Exercise data
-------
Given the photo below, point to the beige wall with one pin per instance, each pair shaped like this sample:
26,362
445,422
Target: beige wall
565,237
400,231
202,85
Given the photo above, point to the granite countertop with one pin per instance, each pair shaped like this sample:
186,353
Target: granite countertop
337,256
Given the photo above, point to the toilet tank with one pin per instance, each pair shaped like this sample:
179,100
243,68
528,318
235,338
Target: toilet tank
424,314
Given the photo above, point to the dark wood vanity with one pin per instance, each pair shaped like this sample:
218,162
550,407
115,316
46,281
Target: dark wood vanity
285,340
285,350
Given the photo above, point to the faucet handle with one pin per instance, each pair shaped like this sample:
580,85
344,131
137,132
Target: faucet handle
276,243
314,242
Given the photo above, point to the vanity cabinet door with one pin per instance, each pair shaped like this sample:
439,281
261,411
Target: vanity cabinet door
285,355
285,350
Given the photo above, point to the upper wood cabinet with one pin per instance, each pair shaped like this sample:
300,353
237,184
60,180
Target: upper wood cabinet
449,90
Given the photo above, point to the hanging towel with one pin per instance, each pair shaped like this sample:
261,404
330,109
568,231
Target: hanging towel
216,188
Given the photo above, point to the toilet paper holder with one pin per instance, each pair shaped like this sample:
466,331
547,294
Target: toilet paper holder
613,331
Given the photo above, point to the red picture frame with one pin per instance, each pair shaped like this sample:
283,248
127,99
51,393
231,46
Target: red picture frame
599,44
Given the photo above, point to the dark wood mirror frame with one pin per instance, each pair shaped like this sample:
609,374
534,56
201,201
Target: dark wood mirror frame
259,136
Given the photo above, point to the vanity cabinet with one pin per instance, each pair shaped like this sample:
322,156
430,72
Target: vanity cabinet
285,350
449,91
-------
What this task involves
A word-for-word copy of all the material is the required answer.

Reply
Given the photo below, point to the beige wall with one pin per instance, each pair shaped like this sample:
26,362
445,422
Target: beige wall
565,237
400,231
202,85
Given the photo above, point to the granite countertop with one pin per instance, each pair shaped like this sample:
186,353
Target: granite countertop
337,256
Given the photo above, point to the toilet tank with one pin per instance, each pair shaped like this sample:
179,100
243,68
528,318
235,338
Target: toilet tank
424,314
Given the photo above, point to the dark wood vanity with one pin per instance, each pair shaped like this sample:
218,162
550,407
115,316
46,281
Target: dark wood vanity
285,340
285,350
Given the photo above, point to the faucet handle with one pin per instance, each pair shaped like this sample:
580,85
344,131
137,132
Target: faucet handle
276,243
314,242
Given the photo above, point to the vanity cabinet door with one pin per instance, each pair shaped like this sample:
439,281
261,411
Target: vanity cabinet door
285,355
285,350
Given the photo above, point to the upper wood cabinet with one pin per instance, each pair shaped like this sample:
300,353
237,184
60,180
Target: upper wood cabinet
449,90
Given the photo above, point to the hanging towel with one pin per instance, each pair shaped like this sample:
261,404
330,109
568,231
Target: hanging towel
216,188
Given the photo above, point to the toilet paper holder with one pin per instance, each pair shaped like this sample:
466,331
547,294
Target: toilet paper holder
613,331
Given the photo above, point to the red picture frame with one pin per instance, each pair shaped like this sample:
283,248
127,99
51,393
231,46
Target: red picture frame
599,44
Given the photo above, point to the dark wood mirror frame with one pin per instance, each pair shaped like this sample:
609,374
534,56
201,201
Target: dark wood mirror frame
259,136
Given the photo above, point to the vanity cabinet with one pin per instance, each pair shaped like this sample:
322,156
430,72
Target: vanity cabinet
285,350
449,91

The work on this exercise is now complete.